§ Exercise details
Rewrite every row below, swapping each occurrence of "dot" for "marker" and changing nothing else. Omit the pictures from your output.

Lines of data:

--*--

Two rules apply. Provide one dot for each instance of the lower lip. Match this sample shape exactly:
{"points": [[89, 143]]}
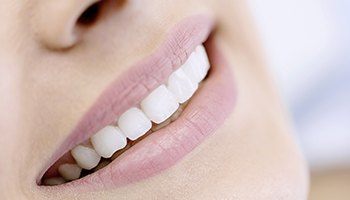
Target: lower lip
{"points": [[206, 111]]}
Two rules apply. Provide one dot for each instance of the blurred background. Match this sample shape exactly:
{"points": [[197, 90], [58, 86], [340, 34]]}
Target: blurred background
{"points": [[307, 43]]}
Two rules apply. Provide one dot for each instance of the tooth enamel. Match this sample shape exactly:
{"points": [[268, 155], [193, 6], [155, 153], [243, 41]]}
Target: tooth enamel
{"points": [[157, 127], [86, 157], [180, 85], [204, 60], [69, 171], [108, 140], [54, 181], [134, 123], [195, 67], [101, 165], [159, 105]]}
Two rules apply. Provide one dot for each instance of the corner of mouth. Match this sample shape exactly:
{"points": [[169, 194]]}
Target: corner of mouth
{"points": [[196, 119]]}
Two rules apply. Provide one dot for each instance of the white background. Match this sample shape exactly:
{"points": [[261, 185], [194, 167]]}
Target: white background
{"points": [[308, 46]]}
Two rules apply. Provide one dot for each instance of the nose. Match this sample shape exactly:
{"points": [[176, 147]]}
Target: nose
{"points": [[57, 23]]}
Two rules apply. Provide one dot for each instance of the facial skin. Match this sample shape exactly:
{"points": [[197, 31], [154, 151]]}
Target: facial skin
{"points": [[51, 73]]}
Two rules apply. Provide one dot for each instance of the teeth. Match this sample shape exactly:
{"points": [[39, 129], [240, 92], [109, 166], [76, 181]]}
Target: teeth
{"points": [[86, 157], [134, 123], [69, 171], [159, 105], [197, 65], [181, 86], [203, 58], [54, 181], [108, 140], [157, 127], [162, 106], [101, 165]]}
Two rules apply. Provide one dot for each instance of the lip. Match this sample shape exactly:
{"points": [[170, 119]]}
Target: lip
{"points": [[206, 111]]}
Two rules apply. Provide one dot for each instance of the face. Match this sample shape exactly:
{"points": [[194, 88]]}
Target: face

--*--

§ Result for this exercise
Two rules apply. Provide one marker for each instance of the lower lip. Match this sample shape exactly:
{"points": [[89, 143]]}
Target: lower lip
{"points": [[206, 111]]}
Two rules apply. Provide one marker for each instance of the blurred background. Match this sample shape exactly:
{"points": [[197, 90], [58, 86], [340, 34]]}
Target: blurred background
{"points": [[307, 43]]}
Two rules apply. Provide one marker for each instance of the tooth enamel. Match this sample shape exactly:
{"points": [[268, 155], [193, 6], [155, 153], [243, 41]]}
Target: tooth enamel
{"points": [[157, 127], [86, 157], [180, 85], [204, 60], [69, 171], [108, 140], [54, 181], [134, 123], [195, 67], [101, 165], [159, 105]]}
Two rules apply. Provide one marker for each instance of the corner of mouth. Match this sample shape exactly:
{"points": [[169, 194]]}
Target: corner of mouth
{"points": [[196, 119]]}
Two rules apply. Provide one marker for each instance of the white background. Match this sample shape exactly:
{"points": [[261, 185], [194, 167]]}
Target: white background
{"points": [[308, 46]]}
Two rules apply. Provide one marker for each instance of the nose. Match this sample shape exactly:
{"points": [[176, 147]]}
Target: nose
{"points": [[57, 23]]}
Two rules apply. Provide one marker for each instance of the facial skin. Match this sample shape exactly:
{"points": [[197, 31], [154, 151]]}
Target: facial skin
{"points": [[51, 73]]}
Two rules apply. Provide one marker for each instance of the teeth. Match this sample shape exactly:
{"points": [[39, 129], [240, 92], [109, 166], [76, 181]]}
Target: teeth
{"points": [[86, 157], [134, 123], [69, 171], [159, 105], [197, 65], [181, 86], [203, 58], [54, 181], [108, 140], [157, 127], [162, 106], [101, 165]]}
Two rules apply. Provide one marker for each instance of the lip. Match this sample shape exactly:
{"points": [[170, 119]]}
Target: lip
{"points": [[206, 111]]}
Two rules apply. Provide one marker for each instance of the face. Match this sample shape exactly:
{"points": [[194, 88]]}
Target: face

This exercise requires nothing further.